December 10th is Universal Declaration of Human Rights Day. In order to better understand the purport of the day, the term "Universal" should be translated as "General" rather than "World." As many as 29 articles of the 30-article declaration begin with "All human beings", "Everyone" or "No one." Those terms are to clarify that there should be universalism or generality, beyond gender, age, religion, nationality, culture, occupation and social state, in freedom and human rights.

There are two concepts in contrast to the universalism. One is relativism, which has its main point that it is justified to compromise individual freedom or rights in favor of identity of community or public good in some cultures. The other is socialism that urges that all individual freedom and rights should be sacrificed in favor of social-class concerns without exception.

Human rights, in line with Liberal Democracy

Freedom is human nature, something that human beings are born with. Therefore, it should be universal. It did not originate from Western culture nor from Christianity. Since any culture or society hardly lasts very long while suppressing human nature, old absolute regimes in history all collapsed. Even modern cultural relativism and socialism cannot be exceptions to this destiny.

Freedom consists of a social environment, which is prerequisite to achieving human biological desires including existence and reproduction, cultural desires including the pursuit of beauty, social desires including preeminence, and the individual competence required to satisfy these desires.

Given that these desires all belong to individuals, freedom should be based on individualism. Each individual should be valued, as seen in the sad but positive lyric of Gangwondo Arirang, "Just as treasures in mountains are fruits, so a human treasure is only me."

This individual freedom brings individuals pursuing similar things into conflicts with each other. Thomas Hobbes, a British philosopher in the 17th century, believed that these conflicts would give rise to "war of all against all" by all means, and urged that autocracy thoroughly suppressing individual freedom is required to maintain peaceful order.

However, history has proved that his point was too negative. People have realized the fact "My freedom is valuable, and so is that of others'" through the course of human history. In this sense, Western culture could first establish peace and order as a liberal civic society, and their peace and order brought unprecedented prosperity to whole human history.

***

Reproduce word for word the part of the passage on human rights between "This individual freedom" and "maintain peaceful order.", inclusive. The rows that come next are separate material, apart from the passage on human rights.

[Stored dataset rows]
***

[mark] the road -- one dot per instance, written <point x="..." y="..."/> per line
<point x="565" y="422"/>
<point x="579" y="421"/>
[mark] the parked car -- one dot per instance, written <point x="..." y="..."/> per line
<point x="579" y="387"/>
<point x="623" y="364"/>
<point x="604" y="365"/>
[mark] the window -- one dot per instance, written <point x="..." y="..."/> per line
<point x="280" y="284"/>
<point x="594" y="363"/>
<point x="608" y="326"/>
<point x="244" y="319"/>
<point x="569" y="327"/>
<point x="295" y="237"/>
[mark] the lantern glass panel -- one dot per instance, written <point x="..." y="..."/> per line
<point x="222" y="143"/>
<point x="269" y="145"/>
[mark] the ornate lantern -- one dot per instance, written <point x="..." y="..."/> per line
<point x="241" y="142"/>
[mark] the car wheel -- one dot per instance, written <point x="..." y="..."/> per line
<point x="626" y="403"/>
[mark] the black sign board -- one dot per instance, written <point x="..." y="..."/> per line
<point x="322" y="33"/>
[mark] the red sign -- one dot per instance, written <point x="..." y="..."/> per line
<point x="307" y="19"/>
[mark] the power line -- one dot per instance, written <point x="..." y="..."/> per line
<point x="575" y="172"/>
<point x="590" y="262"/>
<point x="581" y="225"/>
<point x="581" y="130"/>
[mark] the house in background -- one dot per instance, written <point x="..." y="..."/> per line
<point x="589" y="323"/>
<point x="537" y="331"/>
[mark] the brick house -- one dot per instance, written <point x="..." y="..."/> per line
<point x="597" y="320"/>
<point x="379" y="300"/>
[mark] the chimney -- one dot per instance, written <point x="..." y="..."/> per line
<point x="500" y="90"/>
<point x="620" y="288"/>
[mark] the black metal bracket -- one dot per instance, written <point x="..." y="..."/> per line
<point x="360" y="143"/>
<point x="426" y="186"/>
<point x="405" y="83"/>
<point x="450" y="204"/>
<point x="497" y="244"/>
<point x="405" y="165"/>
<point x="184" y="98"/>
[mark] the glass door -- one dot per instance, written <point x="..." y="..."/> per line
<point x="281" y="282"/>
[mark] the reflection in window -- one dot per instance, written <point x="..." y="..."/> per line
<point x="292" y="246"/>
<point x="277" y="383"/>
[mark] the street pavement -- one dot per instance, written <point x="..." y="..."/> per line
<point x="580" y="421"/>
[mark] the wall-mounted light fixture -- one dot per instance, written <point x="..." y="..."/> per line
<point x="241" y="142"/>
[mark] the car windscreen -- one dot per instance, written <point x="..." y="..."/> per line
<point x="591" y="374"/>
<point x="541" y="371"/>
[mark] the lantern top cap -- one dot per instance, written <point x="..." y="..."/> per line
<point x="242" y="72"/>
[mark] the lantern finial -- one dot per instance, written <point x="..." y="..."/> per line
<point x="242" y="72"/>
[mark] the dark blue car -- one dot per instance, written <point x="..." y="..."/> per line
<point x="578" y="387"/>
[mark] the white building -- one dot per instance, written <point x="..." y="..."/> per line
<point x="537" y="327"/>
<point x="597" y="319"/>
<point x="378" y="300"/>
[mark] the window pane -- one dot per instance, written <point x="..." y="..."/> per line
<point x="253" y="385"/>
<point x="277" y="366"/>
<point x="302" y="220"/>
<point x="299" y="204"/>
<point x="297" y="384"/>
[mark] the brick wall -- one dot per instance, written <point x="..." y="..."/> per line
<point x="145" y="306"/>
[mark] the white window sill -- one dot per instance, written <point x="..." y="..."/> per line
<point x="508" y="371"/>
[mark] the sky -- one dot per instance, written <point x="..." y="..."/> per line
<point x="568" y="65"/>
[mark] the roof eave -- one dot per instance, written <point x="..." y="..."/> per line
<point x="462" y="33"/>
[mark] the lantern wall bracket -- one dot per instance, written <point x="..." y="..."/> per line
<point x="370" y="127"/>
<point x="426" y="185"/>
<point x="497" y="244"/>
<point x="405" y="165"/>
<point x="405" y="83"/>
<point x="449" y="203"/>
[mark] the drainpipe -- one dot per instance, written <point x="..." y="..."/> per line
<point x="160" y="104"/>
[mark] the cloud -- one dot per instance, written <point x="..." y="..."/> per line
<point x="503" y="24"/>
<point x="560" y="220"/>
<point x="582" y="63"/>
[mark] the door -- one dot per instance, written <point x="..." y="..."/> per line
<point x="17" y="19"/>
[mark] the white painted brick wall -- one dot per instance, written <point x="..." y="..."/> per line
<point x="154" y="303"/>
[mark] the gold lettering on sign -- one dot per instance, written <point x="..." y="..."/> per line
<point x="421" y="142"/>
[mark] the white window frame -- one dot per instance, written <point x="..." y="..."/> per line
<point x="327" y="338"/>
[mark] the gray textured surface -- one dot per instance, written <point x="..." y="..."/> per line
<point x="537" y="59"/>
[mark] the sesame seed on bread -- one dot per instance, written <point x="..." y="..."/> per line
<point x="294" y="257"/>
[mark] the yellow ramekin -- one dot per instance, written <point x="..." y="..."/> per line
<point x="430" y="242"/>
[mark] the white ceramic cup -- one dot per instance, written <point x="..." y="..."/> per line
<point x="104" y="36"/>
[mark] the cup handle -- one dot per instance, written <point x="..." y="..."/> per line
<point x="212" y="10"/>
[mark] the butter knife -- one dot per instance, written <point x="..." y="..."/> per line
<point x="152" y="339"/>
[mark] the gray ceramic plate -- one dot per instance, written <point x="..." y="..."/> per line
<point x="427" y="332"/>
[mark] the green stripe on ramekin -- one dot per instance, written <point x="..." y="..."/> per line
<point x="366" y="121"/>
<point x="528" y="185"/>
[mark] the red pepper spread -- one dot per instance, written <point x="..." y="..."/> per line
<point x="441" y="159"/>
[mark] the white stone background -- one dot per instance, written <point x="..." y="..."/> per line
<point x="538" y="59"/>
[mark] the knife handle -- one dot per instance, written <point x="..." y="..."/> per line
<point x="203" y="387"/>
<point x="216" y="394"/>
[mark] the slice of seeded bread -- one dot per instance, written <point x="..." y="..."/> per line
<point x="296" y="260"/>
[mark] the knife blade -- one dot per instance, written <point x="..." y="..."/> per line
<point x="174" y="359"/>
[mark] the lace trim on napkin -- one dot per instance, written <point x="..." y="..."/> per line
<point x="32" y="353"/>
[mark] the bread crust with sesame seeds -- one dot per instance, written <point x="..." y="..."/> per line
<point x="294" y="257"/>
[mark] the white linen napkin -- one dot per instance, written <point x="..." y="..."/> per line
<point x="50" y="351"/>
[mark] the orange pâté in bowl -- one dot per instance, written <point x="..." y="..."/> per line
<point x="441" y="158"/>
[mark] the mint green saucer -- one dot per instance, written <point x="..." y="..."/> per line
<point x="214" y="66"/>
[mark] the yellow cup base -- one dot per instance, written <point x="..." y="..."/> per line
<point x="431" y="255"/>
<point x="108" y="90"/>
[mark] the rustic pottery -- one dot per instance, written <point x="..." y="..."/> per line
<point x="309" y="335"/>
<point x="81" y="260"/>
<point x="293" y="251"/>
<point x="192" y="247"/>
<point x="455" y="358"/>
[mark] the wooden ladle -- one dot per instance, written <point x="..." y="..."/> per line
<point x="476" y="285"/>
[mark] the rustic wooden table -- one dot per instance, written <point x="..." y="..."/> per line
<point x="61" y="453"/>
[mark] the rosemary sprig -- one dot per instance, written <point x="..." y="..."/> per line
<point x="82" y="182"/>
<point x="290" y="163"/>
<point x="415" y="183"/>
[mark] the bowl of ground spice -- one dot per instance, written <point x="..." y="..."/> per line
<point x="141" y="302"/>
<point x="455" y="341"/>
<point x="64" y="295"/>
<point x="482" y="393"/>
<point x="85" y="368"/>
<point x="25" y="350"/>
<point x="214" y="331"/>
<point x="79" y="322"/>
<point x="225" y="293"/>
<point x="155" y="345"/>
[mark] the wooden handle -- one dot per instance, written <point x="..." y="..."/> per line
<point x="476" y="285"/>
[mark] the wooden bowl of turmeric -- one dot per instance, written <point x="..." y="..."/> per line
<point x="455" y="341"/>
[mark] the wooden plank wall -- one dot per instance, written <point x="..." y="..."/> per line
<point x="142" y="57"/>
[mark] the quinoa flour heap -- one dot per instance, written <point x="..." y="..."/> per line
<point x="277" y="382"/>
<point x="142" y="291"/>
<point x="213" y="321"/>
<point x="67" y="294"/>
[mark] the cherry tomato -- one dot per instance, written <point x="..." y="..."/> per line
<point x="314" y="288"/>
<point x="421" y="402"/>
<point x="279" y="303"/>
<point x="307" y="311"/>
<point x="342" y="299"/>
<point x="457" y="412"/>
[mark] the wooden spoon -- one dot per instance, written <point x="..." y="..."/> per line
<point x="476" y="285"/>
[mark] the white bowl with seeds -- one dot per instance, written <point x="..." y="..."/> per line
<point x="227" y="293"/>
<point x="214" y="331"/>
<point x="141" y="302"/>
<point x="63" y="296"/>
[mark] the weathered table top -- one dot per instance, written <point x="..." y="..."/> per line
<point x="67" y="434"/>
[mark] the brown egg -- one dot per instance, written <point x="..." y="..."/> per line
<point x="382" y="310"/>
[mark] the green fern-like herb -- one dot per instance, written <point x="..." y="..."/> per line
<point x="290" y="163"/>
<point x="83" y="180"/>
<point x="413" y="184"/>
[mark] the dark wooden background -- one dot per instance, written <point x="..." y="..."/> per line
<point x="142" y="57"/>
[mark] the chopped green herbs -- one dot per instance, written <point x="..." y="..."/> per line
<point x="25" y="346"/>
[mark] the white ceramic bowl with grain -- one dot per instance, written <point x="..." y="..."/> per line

***

Output for this exercise:
This individual freedom brings individuals pursuing similar things into conflicts with each other. Thomas Hobbes, a British philosopher in the 17th century, believed that these conflicts would give rise to "war of all against all" by all means, and urged that autocracy thoroughly suppressing individual freedom is required to maintain peaceful order.